• [所附文章]
▼

HW4

以葡萄酒資料做酒精與果酸的相關性分析

資料的第一行為栽培品種(Cultivar)，因和組別相似，先將它從分析中排除，設定seed，使結果可以被重新產生

wineexam<-wine[,which(names(wine)!="Cultivar")]
set.seed(278613)
wineK3<-kmeans(x=wineexam,centers = 3)
require(useful)

## Loading required package: useful

## Loading required package: ggplot2

plot(wineK3,data = wine,class = "Cultivar")

初步分群的結果，若顏色和形狀的相關性高，表示分群做得很好

使用useful套件中的FitKMeans找出最適合的分群數

wineBest<-FitKMeans(wineexam,max.clusters = 20,nstart = 25,seed = 278613 )
PlotHartigan(wineBest)

由此推知，最適的分群數為13群，再以13群進行分配

set.seed(278613)
wineK13<-kmeans(x=wineexam,centers = 13)
require(useful)
plot(wineK13,data = wine,class = "Cultivar")

可看出13群的結果較原始的結果好，然後進行繪圖

winecenter<-as.data.frame(wineK13$centers)
ggplot(winecenter,aes(x=Alcohol,y=Malic.acid))+geom_point()

由散布圖可看出酒精(Alcohol)與果酸( Malic.acid )並無明顯關係

▲

• [所給項目]
▼

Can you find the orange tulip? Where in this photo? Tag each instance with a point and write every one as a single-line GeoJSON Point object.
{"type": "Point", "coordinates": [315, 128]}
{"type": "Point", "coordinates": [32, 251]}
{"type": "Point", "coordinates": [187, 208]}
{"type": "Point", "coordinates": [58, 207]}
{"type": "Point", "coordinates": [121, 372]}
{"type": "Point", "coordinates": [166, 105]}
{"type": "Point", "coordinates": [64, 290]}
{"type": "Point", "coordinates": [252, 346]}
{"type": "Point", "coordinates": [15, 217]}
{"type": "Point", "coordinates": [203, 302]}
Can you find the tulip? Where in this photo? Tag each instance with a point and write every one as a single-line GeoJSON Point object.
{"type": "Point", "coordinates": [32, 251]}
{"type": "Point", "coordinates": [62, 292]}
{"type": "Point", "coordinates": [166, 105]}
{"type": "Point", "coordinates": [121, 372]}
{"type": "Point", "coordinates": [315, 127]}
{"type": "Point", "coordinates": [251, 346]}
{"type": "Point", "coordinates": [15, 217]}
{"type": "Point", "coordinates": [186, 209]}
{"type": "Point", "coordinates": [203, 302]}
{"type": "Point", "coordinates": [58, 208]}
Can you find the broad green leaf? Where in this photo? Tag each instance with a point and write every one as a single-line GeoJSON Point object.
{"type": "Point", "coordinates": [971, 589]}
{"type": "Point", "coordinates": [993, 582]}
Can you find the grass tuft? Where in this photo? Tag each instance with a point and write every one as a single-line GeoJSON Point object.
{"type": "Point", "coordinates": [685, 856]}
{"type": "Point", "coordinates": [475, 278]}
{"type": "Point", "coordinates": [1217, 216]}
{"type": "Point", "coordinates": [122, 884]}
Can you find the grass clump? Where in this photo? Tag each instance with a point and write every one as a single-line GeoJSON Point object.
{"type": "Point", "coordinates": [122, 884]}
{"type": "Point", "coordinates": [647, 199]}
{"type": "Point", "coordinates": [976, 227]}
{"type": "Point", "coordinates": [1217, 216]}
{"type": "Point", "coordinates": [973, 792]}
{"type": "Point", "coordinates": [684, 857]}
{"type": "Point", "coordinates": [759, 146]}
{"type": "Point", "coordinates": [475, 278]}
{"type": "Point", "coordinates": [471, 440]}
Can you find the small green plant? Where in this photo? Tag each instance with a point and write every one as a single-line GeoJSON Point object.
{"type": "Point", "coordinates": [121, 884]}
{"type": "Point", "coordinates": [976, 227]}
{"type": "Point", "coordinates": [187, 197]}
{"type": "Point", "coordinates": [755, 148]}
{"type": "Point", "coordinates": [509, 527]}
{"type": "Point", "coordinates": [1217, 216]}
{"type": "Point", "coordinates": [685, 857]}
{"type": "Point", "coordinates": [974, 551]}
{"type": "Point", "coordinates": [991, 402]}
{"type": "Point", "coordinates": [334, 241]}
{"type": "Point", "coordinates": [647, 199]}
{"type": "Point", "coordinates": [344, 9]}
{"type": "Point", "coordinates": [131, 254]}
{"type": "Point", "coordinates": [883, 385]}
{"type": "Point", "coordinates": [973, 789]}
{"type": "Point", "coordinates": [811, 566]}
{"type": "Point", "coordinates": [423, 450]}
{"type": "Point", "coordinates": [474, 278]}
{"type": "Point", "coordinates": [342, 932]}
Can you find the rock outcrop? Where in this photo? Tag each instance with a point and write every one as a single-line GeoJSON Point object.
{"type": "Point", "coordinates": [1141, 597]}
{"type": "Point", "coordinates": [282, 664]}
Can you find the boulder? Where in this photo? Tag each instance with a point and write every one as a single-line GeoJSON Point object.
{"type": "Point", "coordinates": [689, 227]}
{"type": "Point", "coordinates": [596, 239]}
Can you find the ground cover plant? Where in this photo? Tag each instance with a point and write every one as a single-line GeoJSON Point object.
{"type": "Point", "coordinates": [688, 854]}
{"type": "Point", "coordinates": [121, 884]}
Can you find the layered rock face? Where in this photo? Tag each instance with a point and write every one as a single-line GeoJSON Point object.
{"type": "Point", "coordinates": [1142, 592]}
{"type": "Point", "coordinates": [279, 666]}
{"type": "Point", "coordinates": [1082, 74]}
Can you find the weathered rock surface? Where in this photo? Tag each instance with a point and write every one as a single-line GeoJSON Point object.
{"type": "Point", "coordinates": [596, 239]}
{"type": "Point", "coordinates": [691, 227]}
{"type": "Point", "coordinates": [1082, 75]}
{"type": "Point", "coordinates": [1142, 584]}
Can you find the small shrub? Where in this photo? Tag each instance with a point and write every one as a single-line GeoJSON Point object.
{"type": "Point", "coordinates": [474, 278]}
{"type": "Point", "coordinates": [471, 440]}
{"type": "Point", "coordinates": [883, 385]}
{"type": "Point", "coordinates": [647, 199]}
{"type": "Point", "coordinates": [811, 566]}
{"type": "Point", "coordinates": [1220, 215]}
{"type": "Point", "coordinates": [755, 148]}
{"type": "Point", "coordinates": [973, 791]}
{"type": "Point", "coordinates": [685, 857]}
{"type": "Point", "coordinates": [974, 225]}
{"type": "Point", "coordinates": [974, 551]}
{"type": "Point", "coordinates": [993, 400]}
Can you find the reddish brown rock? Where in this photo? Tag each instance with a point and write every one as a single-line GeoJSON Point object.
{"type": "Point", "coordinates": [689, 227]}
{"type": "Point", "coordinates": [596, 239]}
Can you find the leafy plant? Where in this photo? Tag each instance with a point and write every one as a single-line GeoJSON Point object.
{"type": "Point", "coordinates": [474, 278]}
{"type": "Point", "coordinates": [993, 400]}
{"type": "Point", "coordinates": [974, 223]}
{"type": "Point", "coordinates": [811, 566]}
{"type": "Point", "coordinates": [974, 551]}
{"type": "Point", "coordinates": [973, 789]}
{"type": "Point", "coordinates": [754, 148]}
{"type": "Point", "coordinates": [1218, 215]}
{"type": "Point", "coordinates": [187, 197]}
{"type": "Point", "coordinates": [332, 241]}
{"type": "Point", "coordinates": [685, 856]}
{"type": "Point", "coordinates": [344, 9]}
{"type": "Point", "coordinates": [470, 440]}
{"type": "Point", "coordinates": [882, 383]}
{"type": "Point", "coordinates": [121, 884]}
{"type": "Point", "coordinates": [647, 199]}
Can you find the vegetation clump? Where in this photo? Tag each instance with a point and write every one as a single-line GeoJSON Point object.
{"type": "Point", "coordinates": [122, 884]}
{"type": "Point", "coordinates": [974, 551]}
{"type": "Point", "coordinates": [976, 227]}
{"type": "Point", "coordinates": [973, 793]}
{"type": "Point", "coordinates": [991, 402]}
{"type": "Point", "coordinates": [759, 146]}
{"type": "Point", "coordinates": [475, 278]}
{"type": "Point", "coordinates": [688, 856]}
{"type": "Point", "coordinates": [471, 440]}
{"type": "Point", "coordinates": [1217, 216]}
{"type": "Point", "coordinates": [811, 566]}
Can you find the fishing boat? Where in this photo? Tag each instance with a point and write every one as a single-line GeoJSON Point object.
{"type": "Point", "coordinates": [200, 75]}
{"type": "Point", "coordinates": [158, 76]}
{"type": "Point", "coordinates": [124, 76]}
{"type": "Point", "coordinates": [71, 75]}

▲

• [練習題目]
請依出現順序，列出上方葡萄酒分群分析文章的 R 程式碼中，所有以「<-」指定而建立的物件名稱。

• [練習結果]
wineexam、wineK3、wineBest、wineK13、winecenter